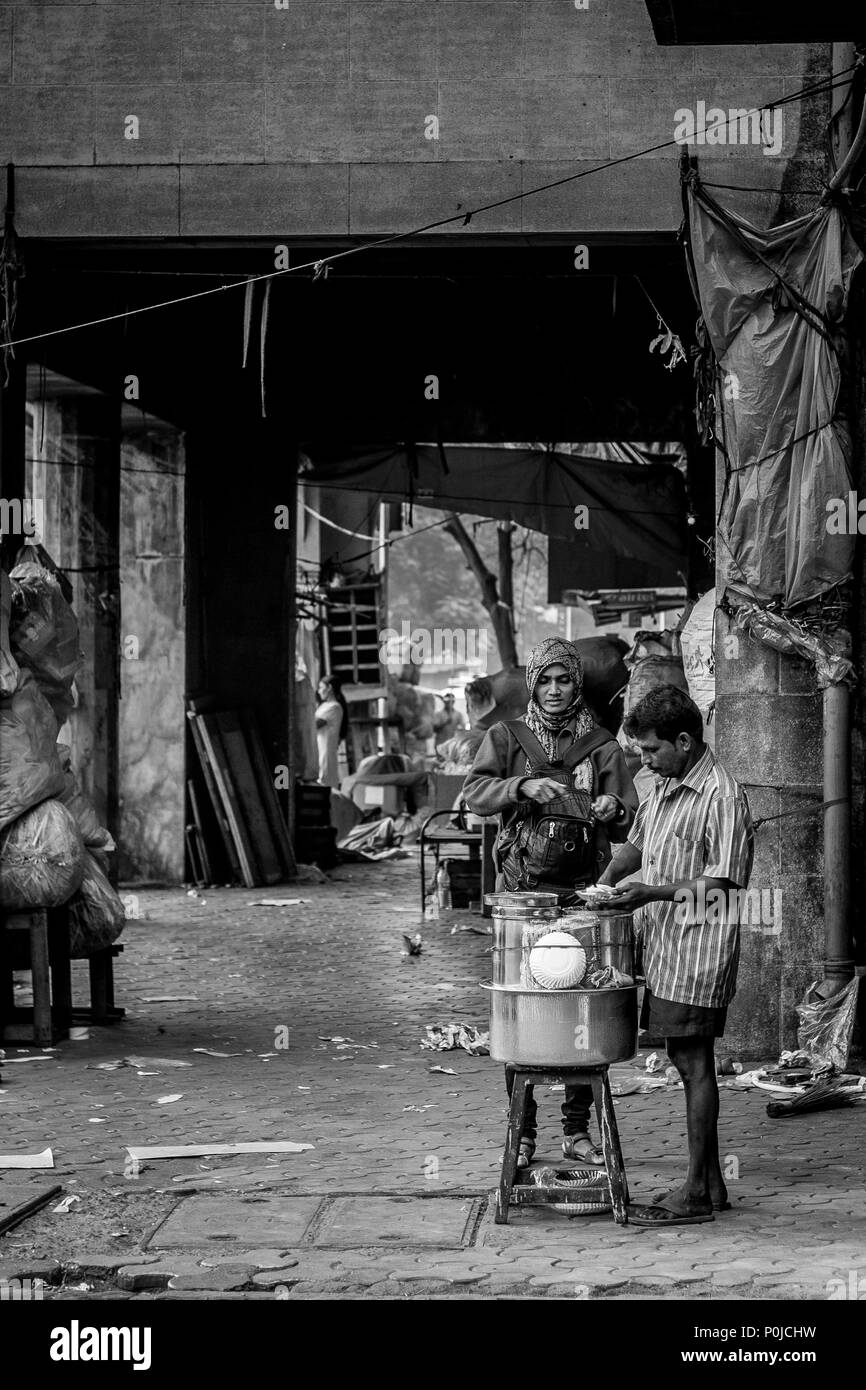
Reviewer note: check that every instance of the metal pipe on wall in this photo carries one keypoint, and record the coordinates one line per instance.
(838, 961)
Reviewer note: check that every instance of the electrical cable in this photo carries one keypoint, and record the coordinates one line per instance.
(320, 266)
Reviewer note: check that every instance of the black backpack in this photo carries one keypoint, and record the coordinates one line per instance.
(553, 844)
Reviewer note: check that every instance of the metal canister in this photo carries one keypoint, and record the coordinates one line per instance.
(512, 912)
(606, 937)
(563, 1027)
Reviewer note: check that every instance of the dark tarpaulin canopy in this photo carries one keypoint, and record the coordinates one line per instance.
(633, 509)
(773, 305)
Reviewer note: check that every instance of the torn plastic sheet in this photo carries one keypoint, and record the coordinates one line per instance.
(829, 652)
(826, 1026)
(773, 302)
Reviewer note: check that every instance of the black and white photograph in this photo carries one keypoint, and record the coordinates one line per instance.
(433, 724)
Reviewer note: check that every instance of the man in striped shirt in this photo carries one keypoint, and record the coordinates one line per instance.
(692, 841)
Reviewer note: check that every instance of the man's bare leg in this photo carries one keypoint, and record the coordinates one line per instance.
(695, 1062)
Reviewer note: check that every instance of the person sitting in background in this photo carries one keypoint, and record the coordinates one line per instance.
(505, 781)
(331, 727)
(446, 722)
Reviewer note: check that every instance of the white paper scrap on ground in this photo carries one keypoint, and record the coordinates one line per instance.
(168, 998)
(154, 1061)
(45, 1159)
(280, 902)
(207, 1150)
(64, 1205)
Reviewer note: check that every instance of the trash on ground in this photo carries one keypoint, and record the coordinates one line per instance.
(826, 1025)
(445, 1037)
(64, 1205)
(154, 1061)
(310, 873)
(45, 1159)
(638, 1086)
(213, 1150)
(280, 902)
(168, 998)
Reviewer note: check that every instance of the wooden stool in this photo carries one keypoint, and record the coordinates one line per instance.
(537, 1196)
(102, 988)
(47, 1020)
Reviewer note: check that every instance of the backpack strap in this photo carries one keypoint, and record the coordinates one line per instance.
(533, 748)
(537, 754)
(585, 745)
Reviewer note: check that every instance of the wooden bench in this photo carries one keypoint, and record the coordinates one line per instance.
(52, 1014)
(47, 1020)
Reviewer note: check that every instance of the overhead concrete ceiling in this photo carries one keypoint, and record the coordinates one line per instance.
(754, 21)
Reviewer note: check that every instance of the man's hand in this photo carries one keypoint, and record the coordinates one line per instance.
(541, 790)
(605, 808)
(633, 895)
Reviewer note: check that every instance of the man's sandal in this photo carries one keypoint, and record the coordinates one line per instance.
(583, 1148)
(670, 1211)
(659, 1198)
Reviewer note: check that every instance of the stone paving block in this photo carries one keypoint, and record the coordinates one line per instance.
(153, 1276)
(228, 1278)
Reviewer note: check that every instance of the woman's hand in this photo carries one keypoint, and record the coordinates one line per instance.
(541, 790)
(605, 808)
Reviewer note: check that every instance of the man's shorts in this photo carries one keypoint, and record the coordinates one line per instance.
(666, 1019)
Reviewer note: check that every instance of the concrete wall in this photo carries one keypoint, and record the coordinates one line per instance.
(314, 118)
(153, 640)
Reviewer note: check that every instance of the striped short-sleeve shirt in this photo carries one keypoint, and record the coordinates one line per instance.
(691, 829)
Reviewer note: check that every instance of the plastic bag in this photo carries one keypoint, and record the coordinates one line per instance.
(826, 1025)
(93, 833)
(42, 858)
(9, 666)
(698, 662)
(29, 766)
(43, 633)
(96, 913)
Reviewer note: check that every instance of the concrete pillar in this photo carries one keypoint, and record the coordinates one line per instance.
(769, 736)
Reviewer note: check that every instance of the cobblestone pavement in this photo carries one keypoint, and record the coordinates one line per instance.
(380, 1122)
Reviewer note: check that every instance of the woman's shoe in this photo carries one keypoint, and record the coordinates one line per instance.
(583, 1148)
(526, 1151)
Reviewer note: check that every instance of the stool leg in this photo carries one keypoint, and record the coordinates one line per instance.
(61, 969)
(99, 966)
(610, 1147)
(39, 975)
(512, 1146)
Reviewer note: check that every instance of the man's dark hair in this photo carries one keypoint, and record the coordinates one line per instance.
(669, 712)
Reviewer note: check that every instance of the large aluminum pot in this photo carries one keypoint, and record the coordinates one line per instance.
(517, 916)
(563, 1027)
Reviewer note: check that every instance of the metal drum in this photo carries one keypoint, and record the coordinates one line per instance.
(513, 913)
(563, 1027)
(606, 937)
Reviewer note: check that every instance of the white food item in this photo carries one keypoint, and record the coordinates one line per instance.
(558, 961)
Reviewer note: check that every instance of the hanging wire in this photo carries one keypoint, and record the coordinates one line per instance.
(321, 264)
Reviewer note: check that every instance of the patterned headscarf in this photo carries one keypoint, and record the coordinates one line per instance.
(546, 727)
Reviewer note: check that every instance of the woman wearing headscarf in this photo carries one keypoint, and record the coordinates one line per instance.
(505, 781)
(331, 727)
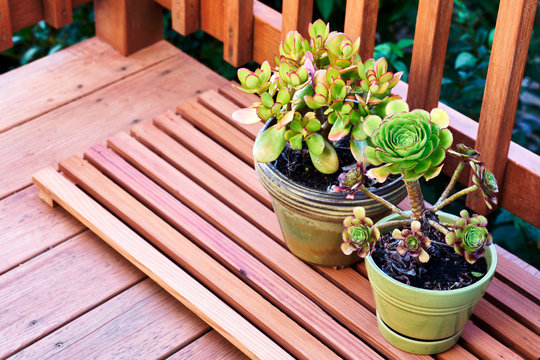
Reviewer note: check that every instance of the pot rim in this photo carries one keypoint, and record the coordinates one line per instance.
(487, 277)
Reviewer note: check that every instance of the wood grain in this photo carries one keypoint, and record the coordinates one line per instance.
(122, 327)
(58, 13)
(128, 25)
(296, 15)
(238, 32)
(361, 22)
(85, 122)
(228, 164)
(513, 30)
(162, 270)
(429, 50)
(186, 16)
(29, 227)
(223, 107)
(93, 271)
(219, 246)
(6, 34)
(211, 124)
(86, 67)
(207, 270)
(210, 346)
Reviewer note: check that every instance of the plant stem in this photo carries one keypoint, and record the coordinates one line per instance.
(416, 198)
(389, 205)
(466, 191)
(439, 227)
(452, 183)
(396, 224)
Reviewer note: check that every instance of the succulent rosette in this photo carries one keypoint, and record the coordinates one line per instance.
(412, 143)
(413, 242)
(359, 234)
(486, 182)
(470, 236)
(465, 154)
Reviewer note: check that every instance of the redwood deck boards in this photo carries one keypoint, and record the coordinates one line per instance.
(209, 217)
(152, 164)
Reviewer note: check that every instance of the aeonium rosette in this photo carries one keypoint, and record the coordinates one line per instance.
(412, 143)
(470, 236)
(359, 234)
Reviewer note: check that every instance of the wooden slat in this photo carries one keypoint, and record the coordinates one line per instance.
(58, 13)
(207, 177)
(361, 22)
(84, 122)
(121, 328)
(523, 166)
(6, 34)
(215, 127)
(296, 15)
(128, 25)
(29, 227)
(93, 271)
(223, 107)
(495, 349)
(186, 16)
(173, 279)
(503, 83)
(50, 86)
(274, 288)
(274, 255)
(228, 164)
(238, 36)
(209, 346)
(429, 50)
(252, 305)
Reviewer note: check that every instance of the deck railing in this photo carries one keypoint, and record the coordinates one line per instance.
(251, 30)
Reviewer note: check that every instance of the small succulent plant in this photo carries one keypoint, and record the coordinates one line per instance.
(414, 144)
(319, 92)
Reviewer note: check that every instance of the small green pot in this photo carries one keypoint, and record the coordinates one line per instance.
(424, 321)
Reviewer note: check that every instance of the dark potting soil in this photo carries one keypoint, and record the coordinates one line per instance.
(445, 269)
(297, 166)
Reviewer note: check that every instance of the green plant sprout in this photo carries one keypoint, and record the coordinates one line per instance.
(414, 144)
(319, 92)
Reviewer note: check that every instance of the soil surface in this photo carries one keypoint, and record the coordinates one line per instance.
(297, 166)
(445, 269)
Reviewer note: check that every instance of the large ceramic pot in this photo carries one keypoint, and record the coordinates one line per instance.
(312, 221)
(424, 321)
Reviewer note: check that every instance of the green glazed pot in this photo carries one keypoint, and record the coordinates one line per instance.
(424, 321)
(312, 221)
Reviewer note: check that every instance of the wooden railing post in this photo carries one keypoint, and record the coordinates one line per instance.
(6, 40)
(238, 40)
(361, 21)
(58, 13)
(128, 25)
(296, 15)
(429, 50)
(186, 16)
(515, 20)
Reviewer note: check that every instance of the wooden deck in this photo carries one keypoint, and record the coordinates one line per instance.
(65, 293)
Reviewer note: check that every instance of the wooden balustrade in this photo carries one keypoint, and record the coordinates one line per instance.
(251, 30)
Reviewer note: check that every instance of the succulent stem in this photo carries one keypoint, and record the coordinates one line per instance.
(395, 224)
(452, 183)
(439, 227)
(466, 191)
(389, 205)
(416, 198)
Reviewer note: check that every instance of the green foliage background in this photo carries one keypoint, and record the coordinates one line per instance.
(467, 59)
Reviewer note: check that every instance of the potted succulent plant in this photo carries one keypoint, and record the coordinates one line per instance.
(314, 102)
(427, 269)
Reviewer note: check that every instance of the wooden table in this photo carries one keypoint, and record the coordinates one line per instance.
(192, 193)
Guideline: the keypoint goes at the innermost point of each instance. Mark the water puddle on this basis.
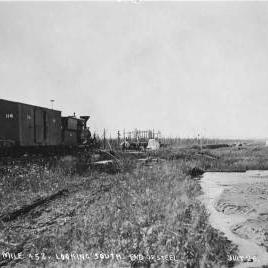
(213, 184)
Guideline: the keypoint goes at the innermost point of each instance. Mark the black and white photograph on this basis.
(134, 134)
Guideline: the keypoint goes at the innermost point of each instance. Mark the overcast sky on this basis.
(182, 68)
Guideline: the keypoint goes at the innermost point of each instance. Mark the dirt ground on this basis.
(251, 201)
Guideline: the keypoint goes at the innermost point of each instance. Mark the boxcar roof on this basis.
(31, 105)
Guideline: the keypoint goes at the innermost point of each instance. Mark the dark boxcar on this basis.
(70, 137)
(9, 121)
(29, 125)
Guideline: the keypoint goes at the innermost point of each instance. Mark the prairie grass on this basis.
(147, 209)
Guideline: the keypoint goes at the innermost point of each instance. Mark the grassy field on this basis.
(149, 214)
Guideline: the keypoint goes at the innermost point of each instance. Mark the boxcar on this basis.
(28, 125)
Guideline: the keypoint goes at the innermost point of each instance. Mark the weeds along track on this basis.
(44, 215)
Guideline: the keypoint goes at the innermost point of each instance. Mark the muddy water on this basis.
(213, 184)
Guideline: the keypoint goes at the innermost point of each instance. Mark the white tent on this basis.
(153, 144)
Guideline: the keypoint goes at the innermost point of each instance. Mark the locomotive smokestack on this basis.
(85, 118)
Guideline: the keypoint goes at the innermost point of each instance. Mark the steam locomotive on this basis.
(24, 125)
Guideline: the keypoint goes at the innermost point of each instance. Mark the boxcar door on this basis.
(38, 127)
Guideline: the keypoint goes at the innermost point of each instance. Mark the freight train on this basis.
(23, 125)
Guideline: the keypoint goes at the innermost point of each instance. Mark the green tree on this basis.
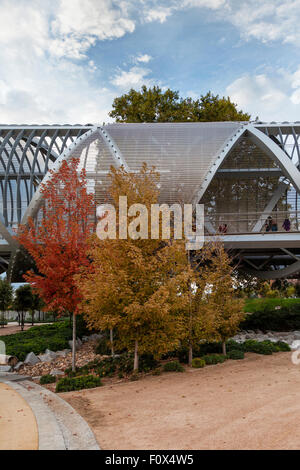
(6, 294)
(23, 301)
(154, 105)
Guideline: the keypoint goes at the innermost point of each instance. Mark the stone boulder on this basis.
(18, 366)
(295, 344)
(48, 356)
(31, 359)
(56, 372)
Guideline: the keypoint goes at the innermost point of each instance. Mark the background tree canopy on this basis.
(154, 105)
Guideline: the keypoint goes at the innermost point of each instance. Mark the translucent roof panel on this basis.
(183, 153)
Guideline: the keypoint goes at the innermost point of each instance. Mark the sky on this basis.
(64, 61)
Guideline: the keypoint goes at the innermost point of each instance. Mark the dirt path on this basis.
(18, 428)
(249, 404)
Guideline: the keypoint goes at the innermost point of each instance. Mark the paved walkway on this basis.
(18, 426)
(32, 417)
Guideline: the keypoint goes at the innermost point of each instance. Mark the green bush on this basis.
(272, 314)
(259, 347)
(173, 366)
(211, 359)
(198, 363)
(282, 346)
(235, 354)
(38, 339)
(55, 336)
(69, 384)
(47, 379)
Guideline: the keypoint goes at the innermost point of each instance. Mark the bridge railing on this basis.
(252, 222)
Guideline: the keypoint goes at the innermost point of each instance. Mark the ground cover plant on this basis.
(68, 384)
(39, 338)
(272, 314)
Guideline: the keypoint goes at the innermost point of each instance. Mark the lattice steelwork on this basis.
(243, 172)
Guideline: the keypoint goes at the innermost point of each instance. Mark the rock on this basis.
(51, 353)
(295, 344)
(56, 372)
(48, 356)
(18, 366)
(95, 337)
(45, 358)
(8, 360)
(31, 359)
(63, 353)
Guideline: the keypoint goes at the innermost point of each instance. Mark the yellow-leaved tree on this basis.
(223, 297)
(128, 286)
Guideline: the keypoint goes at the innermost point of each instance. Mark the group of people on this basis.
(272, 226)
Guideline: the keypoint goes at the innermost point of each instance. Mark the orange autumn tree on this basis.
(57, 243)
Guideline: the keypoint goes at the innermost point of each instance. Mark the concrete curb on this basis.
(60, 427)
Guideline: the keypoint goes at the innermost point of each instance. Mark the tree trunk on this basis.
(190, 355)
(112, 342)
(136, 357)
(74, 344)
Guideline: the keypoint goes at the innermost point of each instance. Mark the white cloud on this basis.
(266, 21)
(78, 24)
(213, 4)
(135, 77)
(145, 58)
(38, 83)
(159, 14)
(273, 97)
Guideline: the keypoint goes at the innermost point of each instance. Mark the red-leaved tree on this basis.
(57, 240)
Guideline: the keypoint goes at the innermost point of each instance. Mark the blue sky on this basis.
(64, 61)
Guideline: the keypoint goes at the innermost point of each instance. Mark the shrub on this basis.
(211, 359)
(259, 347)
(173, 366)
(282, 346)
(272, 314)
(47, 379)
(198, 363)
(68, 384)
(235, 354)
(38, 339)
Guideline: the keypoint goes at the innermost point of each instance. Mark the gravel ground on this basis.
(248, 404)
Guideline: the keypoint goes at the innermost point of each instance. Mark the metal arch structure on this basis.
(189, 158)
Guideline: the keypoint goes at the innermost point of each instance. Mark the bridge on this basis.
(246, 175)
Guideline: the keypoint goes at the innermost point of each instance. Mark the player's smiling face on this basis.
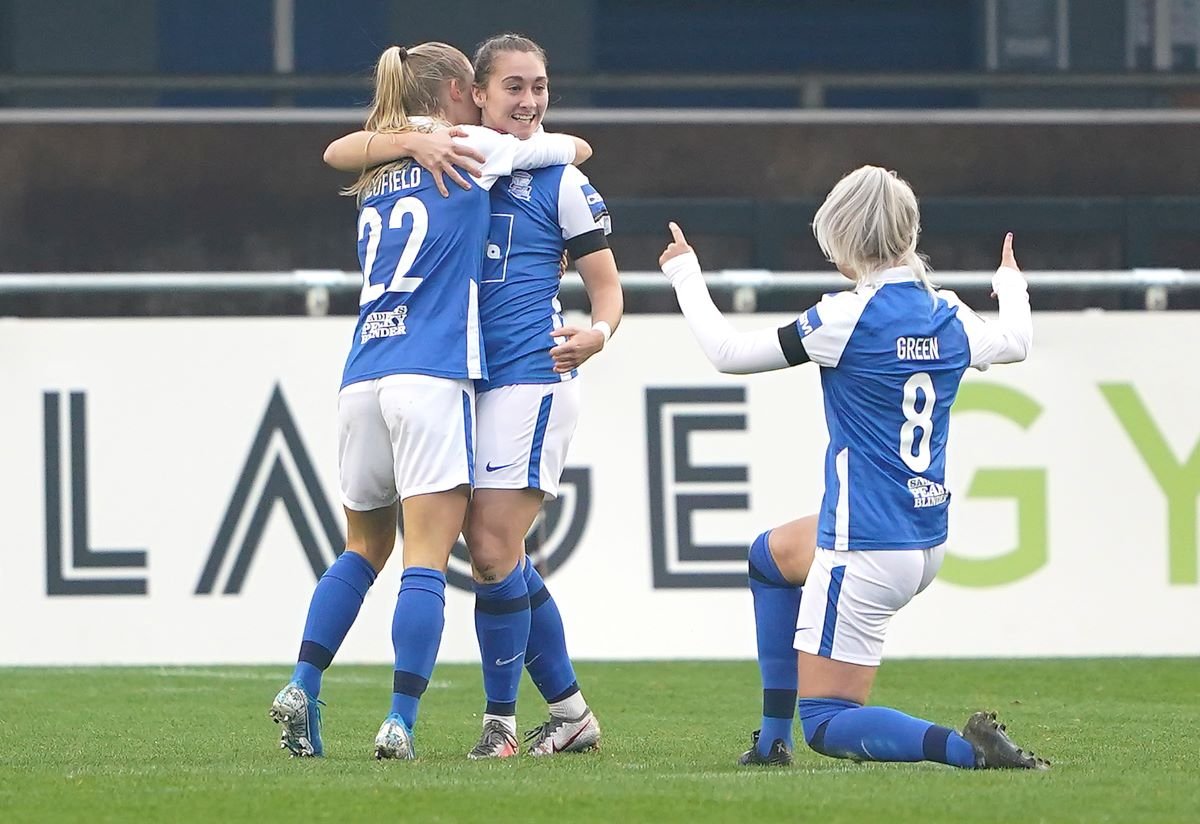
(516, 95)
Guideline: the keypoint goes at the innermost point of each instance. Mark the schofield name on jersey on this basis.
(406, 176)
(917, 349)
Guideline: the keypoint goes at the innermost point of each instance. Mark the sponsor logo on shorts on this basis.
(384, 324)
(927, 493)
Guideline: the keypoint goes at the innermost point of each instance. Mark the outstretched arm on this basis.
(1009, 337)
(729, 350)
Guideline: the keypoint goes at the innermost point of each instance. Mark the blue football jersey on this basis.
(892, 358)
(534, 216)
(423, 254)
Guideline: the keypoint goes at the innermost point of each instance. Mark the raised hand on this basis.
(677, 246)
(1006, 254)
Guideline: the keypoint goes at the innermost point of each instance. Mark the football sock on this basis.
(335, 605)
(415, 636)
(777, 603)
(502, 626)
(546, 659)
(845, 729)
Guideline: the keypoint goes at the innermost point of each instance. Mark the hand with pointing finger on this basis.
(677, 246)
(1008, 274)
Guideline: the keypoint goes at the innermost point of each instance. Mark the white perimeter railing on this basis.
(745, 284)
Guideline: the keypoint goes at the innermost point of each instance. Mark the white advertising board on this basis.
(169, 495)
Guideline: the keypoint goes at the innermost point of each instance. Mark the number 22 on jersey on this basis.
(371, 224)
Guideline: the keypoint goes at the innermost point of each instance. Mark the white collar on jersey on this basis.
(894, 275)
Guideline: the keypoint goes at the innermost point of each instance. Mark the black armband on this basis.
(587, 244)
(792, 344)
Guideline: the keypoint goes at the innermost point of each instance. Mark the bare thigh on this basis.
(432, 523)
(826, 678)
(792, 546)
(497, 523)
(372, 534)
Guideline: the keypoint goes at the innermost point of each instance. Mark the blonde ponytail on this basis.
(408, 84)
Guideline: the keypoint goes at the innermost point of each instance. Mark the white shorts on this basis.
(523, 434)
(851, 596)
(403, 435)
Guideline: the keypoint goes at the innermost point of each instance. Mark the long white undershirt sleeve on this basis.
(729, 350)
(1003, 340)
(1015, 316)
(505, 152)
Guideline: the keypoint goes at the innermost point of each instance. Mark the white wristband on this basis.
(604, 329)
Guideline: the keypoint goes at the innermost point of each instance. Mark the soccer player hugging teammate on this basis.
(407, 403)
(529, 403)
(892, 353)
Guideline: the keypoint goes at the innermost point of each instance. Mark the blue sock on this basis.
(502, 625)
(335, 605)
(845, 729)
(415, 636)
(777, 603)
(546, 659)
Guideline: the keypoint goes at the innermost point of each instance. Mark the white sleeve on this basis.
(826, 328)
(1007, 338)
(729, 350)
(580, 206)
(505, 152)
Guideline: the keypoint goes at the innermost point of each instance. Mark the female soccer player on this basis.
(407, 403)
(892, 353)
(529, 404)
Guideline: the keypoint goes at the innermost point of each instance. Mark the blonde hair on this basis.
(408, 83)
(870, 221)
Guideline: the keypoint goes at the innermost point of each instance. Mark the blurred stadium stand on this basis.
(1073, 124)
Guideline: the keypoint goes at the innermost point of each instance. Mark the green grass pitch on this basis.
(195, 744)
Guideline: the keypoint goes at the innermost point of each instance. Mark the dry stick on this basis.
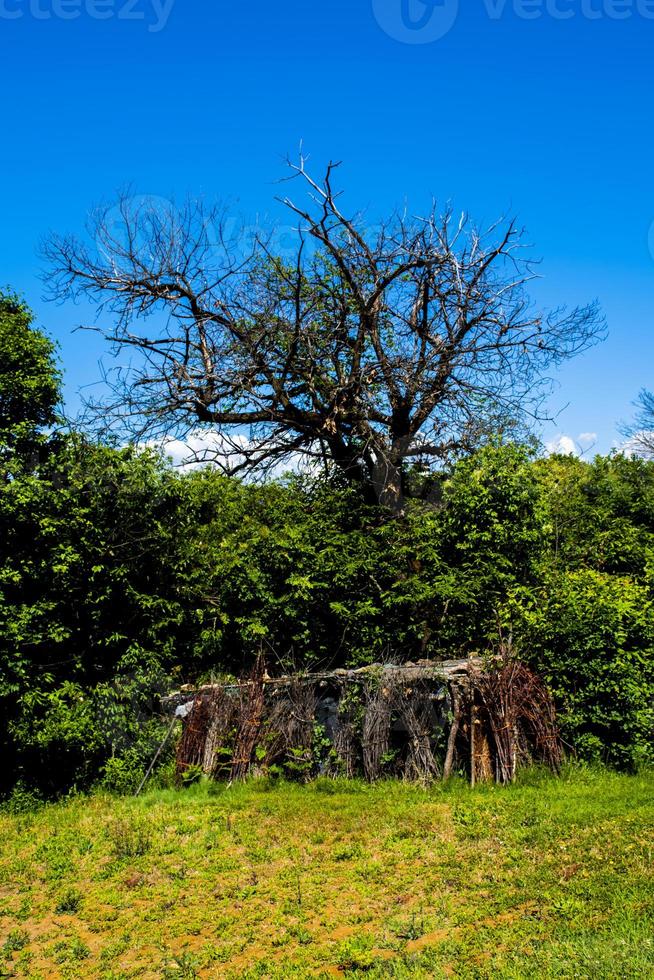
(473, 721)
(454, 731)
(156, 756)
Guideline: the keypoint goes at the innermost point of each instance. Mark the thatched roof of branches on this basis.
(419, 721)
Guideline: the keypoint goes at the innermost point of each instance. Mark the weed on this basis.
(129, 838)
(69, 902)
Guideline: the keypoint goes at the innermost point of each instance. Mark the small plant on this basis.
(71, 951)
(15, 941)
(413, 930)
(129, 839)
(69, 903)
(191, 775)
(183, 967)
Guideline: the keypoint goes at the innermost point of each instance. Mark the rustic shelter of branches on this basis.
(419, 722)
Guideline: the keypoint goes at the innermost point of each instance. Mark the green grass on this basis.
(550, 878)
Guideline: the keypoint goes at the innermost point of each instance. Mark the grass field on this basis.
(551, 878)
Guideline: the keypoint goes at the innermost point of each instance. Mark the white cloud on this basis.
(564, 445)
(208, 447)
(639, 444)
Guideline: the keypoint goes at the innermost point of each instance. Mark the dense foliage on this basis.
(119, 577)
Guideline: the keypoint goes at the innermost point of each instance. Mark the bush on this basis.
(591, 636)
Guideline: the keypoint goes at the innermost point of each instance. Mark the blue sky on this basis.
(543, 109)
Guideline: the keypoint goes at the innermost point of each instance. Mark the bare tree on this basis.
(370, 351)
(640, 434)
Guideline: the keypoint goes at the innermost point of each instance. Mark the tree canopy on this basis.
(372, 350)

....

• _Exercise details_:
Do not include the pictures. Quote only the lines from the line with "player on this basis." through the end of the material, both ends included, exactly.

• _Written solution_:
Guideline: the keypoint goes at the innermost point of each instance. Mark the female soccer player on this basis.
(407, 403)
(892, 353)
(529, 404)
Guideline: the keypoint goes at the innermost point of each instance. Mark the blonde hair on this basis.
(408, 83)
(870, 221)
Guideline: the keypoint goes at the innermost point of each instance. Mark the blurred stadium stand on this basis.
(1073, 124)
Guideline: the keypoint goes at the innermost point of each instance. Mark the green grass pitch on this basis.
(195, 744)
Guideline: the keypoint goes at the innermost point of each instance. Mark the dry stick on this basis.
(473, 721)
(454, 731)
(156, 756)
Guideline: the keypoint goes at the innermost point of each instance. Mark the thatched roof of branches on this basis.
(419, 721)
Guideline: the keypoint goes at the innermost point of each instance. Mark the weed on this basis.
(129, 838)
(69, 902)
Guideline: the keypoint goes at the innermost point of each instance. Mark the small plant on this basis.
(71, 951)
(15, 941)
(413, 930)
(129, 839)
(69, 903)
(191, 775)
(183, 967)
Guideline: the keypoint goes at the innermost point of each instance. Mark the rustic shelter of branches on this basis.
(419, 722)
Guideline: the keypoint goes at the innermost point of each instance. Mark the green grass on this basis.
(550, 878)
Guideline: the keypoint goes at the innermost point of each instance. Mark the grass field on this basis.
(551, 878)
Guideline: the keypoint goes at the innermost point of each instance. Mark the white cloud on this basis.
(564, 445)
(208, 447)
(639, 444)
Guideline: the keypoint goes at the innermost point of each instance. Mark the dense foliage on this basis.
(119, 577)
Guideline: the keypoint goes at the innermost point of each instance. Mark the bush on this basis.
(591, 636)
Guideline: the keypoint goes at the innermost point of each instance. Mark the blue sky on this basis.
(543, 109)
Guideline: the keypoint goes at the innermost point of each instance. Mark the bare tree on this basis.
(370, 351)
(640, 434)
Guideline: the keypoint goes at the innermost point of each instance. Mark the tree canopy on this basis.
(372, 350)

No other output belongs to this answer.